Stated problem: Pull out every line of the data that contains the string "image", treating uppercase and lowercase as different.

Records excerpted from a collection:
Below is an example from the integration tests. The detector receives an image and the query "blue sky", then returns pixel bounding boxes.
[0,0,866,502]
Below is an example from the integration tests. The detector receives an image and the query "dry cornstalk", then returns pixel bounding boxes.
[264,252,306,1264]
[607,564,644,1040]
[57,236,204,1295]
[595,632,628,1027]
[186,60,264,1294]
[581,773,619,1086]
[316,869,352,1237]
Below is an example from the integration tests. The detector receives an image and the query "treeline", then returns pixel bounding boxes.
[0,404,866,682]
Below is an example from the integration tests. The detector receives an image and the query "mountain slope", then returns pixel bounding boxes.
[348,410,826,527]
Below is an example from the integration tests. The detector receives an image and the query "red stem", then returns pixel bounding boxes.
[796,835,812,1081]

Answer to the task:
Below is an example from the integration tests. The detector receives an image and the query "blue sky", then returns pixel bounding boxes.
Below is an example from the integration tests. The detector receives an image and the query "dry cornstalk", then returns pixel bounding boxes.
Below is an example from the integration tests. The detector receives an image and the query "treeline", then returns pixel bounding boxes.
Below is an example from the integration tests. The detector receives an image and the query "mountain slope", then returns pixel bounding boxes.
Below is an example from the integration tests. The detector receives an image and the query "red stem", then returns pixel bounding boxes.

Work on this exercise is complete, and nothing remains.